• _GOAL OF THE EXERCISE_
In the records that follow, find each line with the word "tent" and copy it.

• _TASK INPUTS_

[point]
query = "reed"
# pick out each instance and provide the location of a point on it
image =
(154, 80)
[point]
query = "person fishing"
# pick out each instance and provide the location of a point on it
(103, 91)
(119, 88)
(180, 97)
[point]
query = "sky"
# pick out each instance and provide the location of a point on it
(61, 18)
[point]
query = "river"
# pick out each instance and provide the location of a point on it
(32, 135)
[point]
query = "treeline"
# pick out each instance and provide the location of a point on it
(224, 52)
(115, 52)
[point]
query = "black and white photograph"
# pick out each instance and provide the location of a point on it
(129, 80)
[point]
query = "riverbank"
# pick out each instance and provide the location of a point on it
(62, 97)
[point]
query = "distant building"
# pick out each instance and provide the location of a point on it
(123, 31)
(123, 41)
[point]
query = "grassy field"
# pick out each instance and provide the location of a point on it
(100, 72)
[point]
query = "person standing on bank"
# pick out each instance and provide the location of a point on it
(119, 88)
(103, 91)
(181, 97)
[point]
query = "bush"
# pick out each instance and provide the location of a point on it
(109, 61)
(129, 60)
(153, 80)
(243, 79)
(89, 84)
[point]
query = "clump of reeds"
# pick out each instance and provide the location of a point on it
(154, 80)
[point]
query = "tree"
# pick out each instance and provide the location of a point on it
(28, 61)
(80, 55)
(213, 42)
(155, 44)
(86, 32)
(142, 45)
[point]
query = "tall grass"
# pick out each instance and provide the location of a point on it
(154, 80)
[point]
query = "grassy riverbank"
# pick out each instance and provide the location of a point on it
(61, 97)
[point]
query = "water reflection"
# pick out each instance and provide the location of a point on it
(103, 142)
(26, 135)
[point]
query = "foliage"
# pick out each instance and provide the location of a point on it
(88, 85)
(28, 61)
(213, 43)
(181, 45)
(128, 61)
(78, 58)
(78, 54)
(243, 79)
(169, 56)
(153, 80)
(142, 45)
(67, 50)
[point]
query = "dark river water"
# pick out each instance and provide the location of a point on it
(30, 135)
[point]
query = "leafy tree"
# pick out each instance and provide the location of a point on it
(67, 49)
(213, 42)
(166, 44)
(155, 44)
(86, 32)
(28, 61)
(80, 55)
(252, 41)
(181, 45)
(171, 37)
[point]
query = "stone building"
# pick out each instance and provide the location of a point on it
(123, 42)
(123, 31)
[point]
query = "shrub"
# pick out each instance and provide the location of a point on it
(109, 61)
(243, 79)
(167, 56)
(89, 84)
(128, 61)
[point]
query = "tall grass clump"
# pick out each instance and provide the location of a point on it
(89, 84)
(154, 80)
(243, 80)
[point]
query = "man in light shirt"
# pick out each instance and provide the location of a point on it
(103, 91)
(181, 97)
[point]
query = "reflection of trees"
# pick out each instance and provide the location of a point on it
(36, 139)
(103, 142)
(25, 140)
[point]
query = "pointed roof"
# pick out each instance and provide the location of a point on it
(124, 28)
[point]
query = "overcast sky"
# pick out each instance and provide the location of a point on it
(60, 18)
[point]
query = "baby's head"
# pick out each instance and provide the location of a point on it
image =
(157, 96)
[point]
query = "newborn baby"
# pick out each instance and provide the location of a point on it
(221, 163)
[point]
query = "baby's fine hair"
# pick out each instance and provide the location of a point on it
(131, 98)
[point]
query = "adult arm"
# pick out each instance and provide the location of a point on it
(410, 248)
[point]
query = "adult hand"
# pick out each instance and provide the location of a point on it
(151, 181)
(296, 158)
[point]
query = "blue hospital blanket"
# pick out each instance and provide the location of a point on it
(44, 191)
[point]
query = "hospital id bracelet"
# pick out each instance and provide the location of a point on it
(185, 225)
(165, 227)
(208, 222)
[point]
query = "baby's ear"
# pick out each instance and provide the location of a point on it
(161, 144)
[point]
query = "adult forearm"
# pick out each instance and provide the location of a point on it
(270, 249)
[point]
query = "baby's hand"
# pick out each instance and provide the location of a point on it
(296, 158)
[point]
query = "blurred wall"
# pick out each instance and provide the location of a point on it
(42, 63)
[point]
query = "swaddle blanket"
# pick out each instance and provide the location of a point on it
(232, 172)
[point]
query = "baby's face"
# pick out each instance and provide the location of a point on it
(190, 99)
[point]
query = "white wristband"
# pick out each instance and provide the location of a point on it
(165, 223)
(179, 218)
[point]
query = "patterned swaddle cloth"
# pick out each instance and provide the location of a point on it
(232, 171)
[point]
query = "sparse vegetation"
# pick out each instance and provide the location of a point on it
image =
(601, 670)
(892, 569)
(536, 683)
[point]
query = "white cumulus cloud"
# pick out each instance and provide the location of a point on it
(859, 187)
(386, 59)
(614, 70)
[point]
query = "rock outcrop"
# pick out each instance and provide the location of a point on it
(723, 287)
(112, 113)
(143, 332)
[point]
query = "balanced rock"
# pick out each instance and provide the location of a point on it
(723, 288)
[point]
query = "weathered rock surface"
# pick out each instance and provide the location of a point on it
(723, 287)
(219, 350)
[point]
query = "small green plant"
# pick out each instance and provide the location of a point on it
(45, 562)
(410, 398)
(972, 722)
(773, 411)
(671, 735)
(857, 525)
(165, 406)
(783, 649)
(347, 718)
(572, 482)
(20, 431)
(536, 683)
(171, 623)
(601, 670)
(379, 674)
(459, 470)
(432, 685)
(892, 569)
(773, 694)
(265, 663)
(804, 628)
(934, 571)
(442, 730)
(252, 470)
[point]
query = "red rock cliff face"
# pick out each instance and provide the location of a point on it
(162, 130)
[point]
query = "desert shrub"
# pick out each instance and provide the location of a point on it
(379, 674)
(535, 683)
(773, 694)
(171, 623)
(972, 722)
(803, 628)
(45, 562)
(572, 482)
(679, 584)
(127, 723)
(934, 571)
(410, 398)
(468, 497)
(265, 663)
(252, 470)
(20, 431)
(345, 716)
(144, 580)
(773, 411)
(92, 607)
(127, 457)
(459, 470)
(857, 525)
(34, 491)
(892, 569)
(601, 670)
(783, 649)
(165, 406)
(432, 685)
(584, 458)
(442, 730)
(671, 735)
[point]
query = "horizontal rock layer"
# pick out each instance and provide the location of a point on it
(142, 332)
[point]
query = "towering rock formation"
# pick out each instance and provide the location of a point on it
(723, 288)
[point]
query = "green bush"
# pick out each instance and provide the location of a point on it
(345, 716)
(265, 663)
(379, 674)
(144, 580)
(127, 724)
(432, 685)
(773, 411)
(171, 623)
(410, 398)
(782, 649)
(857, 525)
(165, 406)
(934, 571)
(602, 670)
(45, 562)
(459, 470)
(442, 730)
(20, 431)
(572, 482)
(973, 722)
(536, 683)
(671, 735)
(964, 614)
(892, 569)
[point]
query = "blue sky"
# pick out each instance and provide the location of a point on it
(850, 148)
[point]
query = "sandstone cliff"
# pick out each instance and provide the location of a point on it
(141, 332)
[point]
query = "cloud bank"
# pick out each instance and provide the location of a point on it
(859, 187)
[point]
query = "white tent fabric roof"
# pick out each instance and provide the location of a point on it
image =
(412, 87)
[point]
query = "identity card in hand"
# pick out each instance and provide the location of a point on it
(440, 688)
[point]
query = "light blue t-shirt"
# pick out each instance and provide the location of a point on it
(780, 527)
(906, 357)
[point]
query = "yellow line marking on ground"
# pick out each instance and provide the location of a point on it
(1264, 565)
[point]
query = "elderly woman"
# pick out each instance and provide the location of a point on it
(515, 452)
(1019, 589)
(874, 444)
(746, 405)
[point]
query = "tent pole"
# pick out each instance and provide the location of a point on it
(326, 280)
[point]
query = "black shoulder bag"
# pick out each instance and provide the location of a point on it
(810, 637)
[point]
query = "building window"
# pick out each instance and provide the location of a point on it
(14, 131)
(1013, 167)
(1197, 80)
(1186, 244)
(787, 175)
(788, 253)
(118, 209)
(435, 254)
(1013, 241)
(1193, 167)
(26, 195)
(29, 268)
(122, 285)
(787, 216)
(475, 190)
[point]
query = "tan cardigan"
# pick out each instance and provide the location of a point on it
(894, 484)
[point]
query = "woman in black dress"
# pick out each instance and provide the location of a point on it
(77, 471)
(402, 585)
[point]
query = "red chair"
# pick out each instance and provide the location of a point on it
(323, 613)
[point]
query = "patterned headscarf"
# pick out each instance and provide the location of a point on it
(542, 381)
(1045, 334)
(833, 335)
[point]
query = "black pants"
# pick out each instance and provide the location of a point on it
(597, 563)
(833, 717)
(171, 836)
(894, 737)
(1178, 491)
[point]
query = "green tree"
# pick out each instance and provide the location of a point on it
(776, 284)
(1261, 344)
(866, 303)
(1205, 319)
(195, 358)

• _OUTPUT OF THE EXERCISE_
query = "white tent fabric roof"
query = "tent pole"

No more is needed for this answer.